## Суть задания:
Приведите все строки ниже, в которых встречается слово «floor».

:: Выдержки из данных ::

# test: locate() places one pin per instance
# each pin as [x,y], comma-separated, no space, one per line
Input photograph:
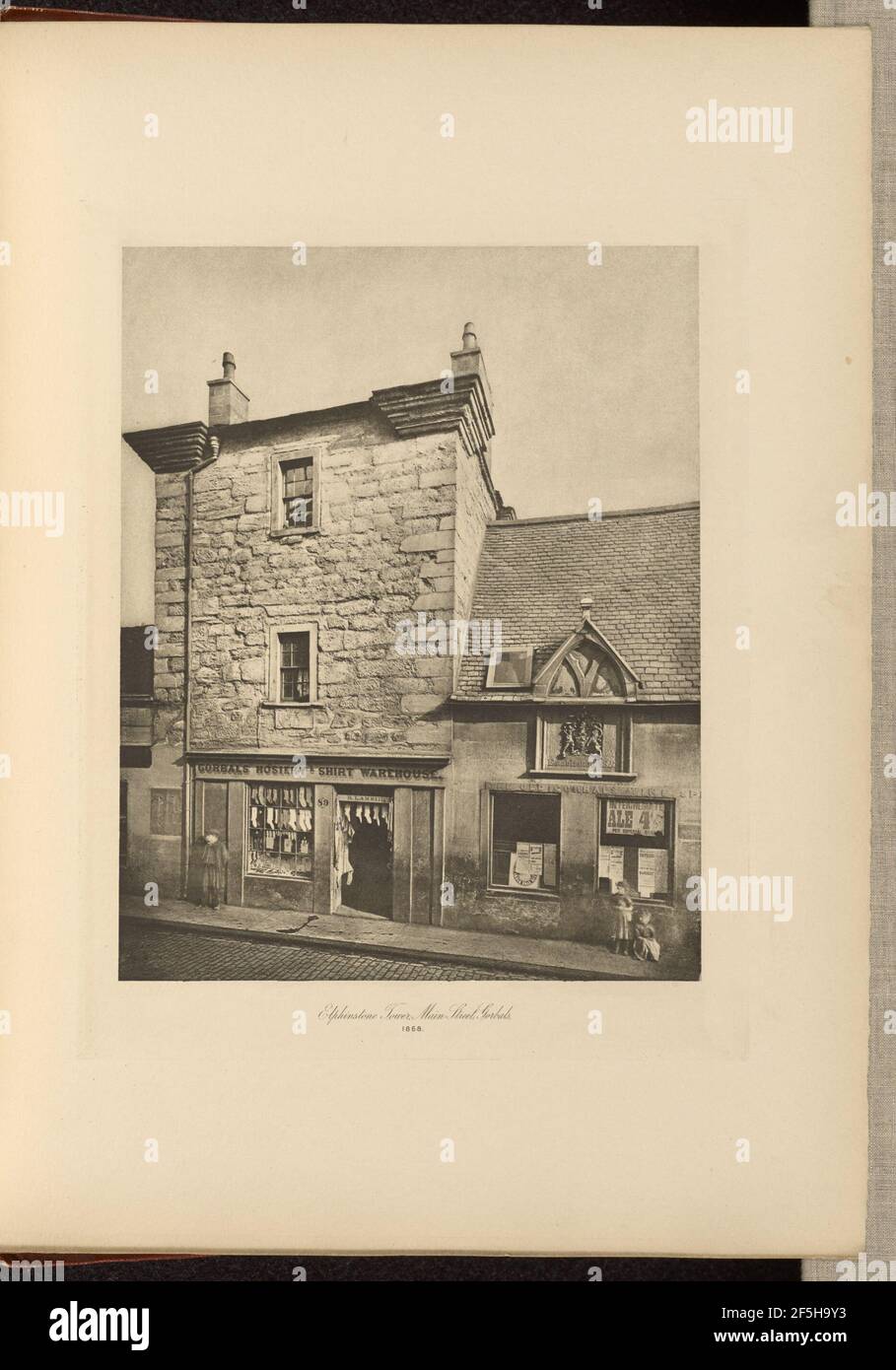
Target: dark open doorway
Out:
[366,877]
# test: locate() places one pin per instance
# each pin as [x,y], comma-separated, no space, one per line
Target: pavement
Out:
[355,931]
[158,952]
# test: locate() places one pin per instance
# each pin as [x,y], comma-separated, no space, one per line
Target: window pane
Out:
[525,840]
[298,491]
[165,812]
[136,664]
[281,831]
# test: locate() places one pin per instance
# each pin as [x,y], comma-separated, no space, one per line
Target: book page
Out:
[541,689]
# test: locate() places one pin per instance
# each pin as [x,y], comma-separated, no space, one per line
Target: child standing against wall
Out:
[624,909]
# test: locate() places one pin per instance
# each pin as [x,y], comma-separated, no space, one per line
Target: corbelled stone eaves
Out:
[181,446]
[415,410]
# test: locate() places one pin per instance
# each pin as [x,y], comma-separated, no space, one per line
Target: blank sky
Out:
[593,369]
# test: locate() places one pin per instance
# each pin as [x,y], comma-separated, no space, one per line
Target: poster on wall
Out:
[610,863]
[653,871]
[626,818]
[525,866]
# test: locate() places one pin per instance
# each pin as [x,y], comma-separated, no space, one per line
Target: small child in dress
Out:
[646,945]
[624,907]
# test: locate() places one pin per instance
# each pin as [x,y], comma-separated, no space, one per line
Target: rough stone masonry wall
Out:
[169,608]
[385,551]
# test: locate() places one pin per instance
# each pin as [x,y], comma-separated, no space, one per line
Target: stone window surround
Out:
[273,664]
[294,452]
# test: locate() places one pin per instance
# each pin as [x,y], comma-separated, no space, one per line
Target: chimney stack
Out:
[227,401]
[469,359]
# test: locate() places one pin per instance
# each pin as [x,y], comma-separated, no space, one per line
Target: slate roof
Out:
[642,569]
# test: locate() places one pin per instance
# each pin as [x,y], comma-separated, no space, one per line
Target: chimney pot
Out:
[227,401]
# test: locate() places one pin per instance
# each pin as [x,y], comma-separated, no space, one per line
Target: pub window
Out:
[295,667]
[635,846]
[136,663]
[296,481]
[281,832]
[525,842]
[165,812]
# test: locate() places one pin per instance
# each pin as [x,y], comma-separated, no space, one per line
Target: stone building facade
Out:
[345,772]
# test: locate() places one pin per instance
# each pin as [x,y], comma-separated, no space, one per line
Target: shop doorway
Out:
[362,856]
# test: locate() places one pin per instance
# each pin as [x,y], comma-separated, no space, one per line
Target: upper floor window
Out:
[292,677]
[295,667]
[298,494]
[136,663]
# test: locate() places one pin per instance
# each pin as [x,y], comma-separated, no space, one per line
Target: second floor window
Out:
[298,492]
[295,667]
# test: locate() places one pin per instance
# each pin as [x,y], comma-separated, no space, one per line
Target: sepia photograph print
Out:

:::

## Письменный ответ:
Target: upper floor window
Target: second floor window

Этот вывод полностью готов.